Task directions: Gather every line in the data below that contains the word "Bare", and copy each such line in full.

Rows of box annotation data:

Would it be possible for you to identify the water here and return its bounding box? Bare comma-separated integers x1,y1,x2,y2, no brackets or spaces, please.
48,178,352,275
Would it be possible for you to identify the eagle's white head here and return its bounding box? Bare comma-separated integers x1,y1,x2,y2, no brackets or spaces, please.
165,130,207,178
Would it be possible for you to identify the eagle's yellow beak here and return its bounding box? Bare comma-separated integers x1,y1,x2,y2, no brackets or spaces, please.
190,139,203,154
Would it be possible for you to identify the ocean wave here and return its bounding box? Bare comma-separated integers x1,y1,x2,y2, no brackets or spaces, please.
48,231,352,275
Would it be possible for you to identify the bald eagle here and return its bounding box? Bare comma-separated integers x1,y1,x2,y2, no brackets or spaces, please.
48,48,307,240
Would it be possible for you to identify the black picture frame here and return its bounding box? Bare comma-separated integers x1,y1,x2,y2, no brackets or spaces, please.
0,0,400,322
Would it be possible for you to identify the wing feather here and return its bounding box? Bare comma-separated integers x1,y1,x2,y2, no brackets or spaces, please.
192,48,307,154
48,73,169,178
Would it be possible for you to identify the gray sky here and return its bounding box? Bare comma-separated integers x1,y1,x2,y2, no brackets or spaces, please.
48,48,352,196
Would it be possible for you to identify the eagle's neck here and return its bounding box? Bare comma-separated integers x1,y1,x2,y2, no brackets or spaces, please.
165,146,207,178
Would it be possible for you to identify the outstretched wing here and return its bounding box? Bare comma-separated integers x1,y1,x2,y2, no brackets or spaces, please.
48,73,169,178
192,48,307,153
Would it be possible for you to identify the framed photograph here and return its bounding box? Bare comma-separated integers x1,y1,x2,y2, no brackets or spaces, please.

Output for this exercise:
Would it be possible for you to identify the water here and return its bounding box? Bare comma-separated integers x1,y1,x2,y2, no brackets or spaces, please.
Would it be possible for you to identify the eagle's white head here and return its bounding box? Bare comma-separated integers x1,y1,x2,y2, no brackets or spaces, please.
Would it be possible for you to identify the eagle's yellow beak here and return its bounding box? Bare comma-separated integers x1,y1,x2,y2, no brackets or spaces, please.
Would it be possible for you to identify the ocean wave here and return its bounding box? Bare comma-separated integers x1,y1,x2,y2, no brackets or spaces, please.
Would it be possible for you to identify the bald eagle here and return its bounding box? Bare comma-separated integers x1,y1,x2,y2, no brackets or spaces, please.
Would it be possible for you to identify the black picture frame here and return its bounding box? Bare comma-separated integers x1,y1,x2,y2, no brackets or spaces, please.
Would it be possible for you to identify the wing feather here and return its bounding box? Bare comma-separated integers x1,y1,x2,y2, no brackets or spaces, please.
Would it be possible for you to identify the gray sky here and return its bounding box? Bare comma-separated integers x1,y1,x2,y2, no brackets or spaces, please.
Would it be possible for you to identify the eagle's neck here and return its bounding box? Bare comma-separated integers x1,y1,x2,y2, no brackets or spaces, please.
Would it be possible for you to identify the outstretched wing here and return its bounding box? Bare comma-separated integers x1,y1,x2,y2, no brackets or spaces, please.
Would it be possible for you to identify the framed photograph here and return its bounding box? Bare comma-separated integers x1,y1,x2,y2, no brackets or spaces, please.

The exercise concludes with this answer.